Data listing
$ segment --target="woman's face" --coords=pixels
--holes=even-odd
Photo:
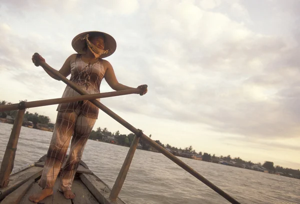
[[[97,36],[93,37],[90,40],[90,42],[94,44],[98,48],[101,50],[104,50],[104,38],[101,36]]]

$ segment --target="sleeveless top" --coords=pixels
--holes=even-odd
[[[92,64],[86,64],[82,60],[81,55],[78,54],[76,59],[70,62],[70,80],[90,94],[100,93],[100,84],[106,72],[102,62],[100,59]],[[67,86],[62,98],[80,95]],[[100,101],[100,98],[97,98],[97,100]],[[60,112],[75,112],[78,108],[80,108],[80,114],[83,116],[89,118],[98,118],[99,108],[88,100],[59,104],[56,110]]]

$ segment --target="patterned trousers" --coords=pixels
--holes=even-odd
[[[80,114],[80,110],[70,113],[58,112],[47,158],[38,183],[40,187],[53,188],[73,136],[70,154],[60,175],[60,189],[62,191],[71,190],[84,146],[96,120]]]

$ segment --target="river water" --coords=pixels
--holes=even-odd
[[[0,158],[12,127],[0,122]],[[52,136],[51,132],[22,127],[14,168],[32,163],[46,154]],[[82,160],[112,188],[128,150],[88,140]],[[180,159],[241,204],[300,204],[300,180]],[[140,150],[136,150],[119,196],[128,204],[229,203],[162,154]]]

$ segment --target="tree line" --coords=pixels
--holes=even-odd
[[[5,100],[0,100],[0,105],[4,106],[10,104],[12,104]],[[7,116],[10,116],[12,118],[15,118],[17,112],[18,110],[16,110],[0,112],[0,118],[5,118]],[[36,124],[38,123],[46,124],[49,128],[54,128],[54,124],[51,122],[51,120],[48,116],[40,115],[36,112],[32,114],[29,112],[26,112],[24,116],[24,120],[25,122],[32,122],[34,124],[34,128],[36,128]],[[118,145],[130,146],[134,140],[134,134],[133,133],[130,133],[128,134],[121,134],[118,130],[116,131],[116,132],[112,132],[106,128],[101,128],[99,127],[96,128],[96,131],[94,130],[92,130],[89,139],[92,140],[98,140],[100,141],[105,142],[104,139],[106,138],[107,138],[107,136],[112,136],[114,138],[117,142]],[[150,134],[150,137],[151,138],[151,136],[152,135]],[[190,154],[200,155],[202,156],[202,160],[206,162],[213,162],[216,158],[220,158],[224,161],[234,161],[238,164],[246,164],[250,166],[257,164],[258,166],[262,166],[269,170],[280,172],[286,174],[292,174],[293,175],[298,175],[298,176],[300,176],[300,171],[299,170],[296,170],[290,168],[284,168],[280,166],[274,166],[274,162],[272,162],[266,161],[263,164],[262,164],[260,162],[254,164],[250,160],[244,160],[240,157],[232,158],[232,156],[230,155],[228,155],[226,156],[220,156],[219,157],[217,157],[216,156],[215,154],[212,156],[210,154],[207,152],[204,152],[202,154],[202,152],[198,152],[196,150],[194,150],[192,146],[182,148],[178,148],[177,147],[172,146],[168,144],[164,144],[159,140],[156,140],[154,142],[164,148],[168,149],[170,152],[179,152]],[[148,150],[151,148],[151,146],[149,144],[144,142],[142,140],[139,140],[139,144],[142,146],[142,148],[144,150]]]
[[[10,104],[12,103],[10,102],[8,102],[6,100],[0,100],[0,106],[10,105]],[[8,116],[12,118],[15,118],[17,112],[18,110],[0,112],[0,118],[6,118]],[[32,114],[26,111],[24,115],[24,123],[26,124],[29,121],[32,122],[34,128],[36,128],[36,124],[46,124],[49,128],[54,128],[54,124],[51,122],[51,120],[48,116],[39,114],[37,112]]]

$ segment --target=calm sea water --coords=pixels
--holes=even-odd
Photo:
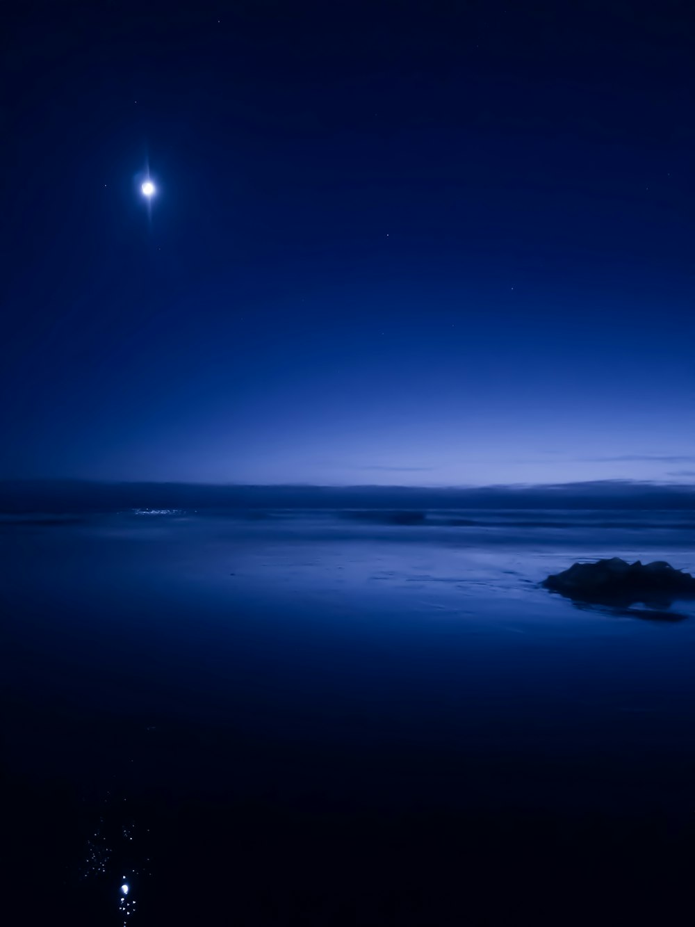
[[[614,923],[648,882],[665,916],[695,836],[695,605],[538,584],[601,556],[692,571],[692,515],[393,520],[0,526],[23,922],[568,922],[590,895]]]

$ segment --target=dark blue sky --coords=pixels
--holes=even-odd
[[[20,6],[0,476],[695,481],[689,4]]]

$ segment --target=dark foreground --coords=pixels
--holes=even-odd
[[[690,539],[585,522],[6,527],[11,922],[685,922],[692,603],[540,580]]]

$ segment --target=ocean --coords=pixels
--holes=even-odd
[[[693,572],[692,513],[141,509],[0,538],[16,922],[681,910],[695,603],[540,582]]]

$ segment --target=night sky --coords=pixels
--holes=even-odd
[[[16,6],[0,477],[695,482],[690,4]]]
---
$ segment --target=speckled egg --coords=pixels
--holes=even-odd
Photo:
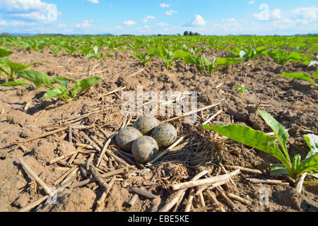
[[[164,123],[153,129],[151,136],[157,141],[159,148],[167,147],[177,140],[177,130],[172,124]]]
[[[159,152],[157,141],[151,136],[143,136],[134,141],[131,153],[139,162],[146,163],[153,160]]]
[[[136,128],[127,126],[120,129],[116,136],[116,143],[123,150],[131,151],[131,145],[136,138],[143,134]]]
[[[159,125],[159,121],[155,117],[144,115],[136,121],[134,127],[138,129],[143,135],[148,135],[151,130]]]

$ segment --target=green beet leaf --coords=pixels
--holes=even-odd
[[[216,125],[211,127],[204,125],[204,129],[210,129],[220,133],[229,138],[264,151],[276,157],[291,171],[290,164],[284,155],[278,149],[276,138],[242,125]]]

**Required work**: Count the lines in the data listing above that contain the word "dark", and give only the number.

**Response to this exercise**: 2